* ÉNONCÉ A
Selon le texte sur les institutions européennes, pourquoi ne sert-il à rien de demander à la Commission de « se retirer » sur certains sujets ? Répondez en une à trois phrases.
* ÉNONCÉ B
Poursuivez le texte sur les institutions européennes à partir de sa dernière phrase.

Le Président français, comme les autres chefs d'État ou de gouvernement, n'ont qu'un rôle d'influence dans le cadre de discussions. Le Parlement européen vote les lois, mais c'est une assemblée où aucun parti ne dispose de la majorité, sachant que dans le parti le plus important, le PPE, la France ne disposera que de 20 sièges sur 213, et que le parti réunissant les socialistes français n'est pas le PPE mais le S&D (190 sièges, dont 13 députés représentant la France), à la différence de la CDU, parti d'Angela Merkel dont les représentants siègent au PPE (34 sièges). L'élection de dimanche ne provoquera aucun changement dans la répartition des pouvoirs à l'Assemblée, sauf que la France a perdu 9 sièges sur 29 au PPE, et y verra donc son influence diminuer… Quant à la Commission, elle a des pouvoirs importants, mais des compétences limitées comme nous l'avons indiqué. Mais elle applique les traités, et il ne sert à rien de lui demander de « se retirer » sur certains sujets dès lors qu'ils font partie de sa compétence. Il est très difficile pour le Président de rappeler ces notions qui ne font qu'expliciter sa relative impuissance à peser sur la politique européenne décidée par un Parlement où les socialistes sont en minorité. Il n'empêche que les gouvernements n'ont jamais cru devoir rendre compréhensible pour les Français l'illisible construction européenne, non plus que le caractère restreint du spectre de la compétence de ses institutions. Et pourtant cette explication devrait permettre d'éviter que l'Europe ne devienne le bouc émissaire des propres insuffisances et impuissances des États membres dans la modération de leurs dépenses publiques. Les gouvernements des États membres doivent expliquer comment conserver l'euro s'il n'est pas possible de progresser en ce sens. En avons-nous entendu parler sérieusement en France autrement qu'à l'occasion d'une prévision fort peu crédible de dépenses publiques au niveau de 53% du PIB en 2017, taux qui sera encore très supérieur à celui de la moyenne de l'OCDE, qui en 2011 était 6,5 points en dessous ? Ces gouvernements paient le prix de leur silence.

* DONNÉES FOURNIES
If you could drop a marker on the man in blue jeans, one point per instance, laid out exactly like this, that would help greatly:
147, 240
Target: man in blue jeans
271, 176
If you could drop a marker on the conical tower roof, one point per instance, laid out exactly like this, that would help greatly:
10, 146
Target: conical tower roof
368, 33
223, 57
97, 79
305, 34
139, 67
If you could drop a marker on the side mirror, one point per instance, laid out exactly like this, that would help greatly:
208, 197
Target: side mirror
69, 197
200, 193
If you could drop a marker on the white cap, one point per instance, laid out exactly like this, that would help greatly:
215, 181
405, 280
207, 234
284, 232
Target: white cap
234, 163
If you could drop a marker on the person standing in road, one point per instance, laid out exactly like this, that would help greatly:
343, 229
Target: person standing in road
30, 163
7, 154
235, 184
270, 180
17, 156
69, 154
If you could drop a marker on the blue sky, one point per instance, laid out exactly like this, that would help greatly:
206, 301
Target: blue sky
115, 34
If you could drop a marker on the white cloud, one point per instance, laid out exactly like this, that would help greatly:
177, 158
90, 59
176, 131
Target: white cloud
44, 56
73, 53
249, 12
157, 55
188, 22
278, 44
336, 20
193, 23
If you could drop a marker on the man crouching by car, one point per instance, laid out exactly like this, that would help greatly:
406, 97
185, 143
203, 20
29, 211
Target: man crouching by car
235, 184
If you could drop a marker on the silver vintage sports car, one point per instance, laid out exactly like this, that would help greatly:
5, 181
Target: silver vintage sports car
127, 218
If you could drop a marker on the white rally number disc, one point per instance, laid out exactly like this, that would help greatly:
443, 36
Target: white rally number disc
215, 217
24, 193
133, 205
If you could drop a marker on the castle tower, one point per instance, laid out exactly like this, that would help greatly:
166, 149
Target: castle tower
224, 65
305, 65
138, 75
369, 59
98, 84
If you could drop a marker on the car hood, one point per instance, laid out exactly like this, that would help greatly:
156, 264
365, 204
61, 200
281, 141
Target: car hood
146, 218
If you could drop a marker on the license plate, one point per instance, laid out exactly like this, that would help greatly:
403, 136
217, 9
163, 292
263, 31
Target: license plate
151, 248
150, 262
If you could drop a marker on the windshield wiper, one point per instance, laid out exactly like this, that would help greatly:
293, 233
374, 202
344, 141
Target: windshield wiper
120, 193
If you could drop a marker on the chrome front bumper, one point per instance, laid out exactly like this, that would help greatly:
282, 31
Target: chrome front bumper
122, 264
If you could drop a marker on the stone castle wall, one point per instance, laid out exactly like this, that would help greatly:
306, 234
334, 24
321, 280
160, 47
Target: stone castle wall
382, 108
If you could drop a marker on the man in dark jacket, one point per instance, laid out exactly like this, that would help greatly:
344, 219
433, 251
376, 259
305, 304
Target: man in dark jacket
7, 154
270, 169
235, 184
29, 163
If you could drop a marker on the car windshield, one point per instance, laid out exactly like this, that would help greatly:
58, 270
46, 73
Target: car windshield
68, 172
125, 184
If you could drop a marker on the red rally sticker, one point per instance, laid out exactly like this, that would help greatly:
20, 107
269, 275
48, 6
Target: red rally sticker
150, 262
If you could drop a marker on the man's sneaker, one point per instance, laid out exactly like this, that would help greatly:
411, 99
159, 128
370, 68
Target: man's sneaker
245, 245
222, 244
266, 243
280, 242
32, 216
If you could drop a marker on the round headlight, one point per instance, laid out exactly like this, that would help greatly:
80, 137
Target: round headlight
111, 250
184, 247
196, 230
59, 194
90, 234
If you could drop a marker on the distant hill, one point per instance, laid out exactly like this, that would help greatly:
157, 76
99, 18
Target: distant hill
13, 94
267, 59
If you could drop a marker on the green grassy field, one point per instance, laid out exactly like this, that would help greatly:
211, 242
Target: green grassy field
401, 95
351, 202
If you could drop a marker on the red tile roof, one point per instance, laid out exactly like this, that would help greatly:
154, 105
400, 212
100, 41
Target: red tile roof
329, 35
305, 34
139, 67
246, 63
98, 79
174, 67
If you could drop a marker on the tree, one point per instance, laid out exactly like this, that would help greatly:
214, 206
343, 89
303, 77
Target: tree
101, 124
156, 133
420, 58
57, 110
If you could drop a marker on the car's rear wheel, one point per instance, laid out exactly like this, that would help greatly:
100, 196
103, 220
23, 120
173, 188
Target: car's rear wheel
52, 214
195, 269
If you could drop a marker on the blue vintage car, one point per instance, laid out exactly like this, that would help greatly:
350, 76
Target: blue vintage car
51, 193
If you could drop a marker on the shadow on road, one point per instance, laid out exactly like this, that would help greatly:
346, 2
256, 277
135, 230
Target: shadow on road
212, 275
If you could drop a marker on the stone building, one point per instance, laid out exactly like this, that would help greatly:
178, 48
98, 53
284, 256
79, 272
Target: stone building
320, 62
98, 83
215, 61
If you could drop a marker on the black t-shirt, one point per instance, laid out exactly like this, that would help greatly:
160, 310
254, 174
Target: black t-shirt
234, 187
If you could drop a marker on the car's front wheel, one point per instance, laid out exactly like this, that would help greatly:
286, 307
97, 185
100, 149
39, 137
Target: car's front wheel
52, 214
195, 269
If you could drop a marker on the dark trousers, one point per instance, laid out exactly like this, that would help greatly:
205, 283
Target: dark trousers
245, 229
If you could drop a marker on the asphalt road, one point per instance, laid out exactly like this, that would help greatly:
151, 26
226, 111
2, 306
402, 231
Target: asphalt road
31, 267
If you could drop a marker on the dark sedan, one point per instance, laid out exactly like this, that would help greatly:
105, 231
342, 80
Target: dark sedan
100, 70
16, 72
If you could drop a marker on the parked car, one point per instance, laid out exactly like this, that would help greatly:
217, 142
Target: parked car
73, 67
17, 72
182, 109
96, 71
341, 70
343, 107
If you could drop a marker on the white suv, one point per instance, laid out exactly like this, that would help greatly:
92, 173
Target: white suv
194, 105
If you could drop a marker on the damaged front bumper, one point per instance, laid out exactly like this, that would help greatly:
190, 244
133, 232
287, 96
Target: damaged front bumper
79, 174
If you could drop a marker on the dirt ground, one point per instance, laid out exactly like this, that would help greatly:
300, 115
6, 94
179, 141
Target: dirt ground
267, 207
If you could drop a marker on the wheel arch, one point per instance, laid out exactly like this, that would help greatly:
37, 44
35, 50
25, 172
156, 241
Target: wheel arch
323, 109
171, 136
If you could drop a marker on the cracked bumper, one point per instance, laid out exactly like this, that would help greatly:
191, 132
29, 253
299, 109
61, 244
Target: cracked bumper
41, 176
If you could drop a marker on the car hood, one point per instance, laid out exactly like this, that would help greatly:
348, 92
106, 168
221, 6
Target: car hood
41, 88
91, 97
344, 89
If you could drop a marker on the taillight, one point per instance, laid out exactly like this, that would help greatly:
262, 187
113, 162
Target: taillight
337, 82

* VOTRE RÉPONSE A
La Commission applique les traités. Dès lors que ces sujets font partie de sa compétence, il est inutile de lui demander de s'en retirer.

* VOTRE RÉPONSE B
Ce n'est donc pas au niveau de l'Europe que le Président pourra tenir compte, comme il l'a promis, des enseignements du vote de dimanche. Mais ce n'est pas non plus au niveau de la France : le Président a indiqué vouloir garder le cap tracé à son Premier ministre. On ne peut pas le lui reprocher, car il lui faut faire preuve de constance. Le malheur est cependant que les mesures prises pour suivre ce cap sont insuffisantes ou se contredisent trop souvent. En finir avec l'austérité, croit-on comprendre, mais comment, et avec quelle cohérence par rapport aux engagements pris sur le coup d'arrêt aux déficits ? Nous n'avons toujours pas reçu d'éclaircissements. Illisible Europe, illisible France, écartelée par toutes les tendances de ses différents partis et ses engagements incompatibles. La tâche du Président est de dissiper le brouillard.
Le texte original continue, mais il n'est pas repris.